Selected excerpt:
==*==

Targeting ATF4-DDIT4/TXNIP induced mitochondrial dysfunction and ferroptosis: ISRIB as novel therapy for septic cardiomyopathy.

INTRODUCTION

Sepsis-induced cardiomyopathy (SIC) is a reversible lesion in the early clinical stage, but often induces a high mortality rate in the late stage, and its specific mechanism is unknown. Thus, in-depth exploration of the biological progression mechanism of SIC plays a crucial role.

METHODS

Through co-immunoprecipitation and molecular biological experiments, the functional interaction relationship between DDIT4 and TXNIP was clarified, and the effect of DDIT4/TXNIP on the progression of SIC was investigated both in vitro/vivo. Additionally, the mechanism of SIC cell death mediated by DDIT4/TXNIP was determined through PCR chip technology, Western blot, immunofluorescence, flow cytometry and in-vivo SIC model experiments. Finally, leveraging the upstream transcription factor ATF4 as a target for the DDIT4/TXNIP pathway, a novel application and translational study of its small-molecule inhibitor ISRIB in SIC was developed.

==*==

Given material:
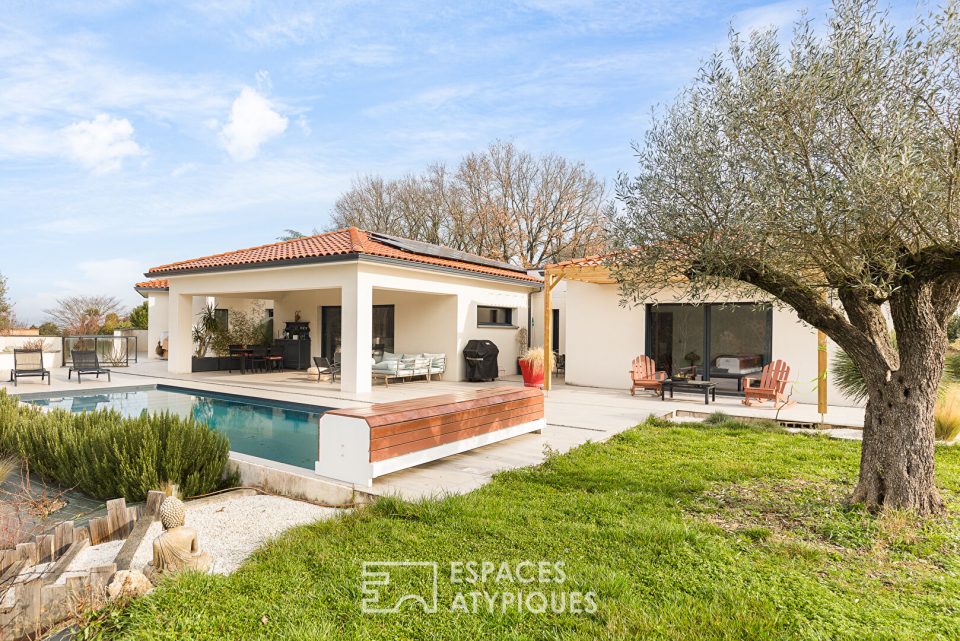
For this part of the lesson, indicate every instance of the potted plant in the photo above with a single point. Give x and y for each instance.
(521, 346)
(532, 365)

==*==

Instructions for the task: In the septic cardiomyopathy abstract, which upstream transcription factor was used as a target for the DDIT4/TXNIP pathway? You can disregard the listing.

Written answer: ATF4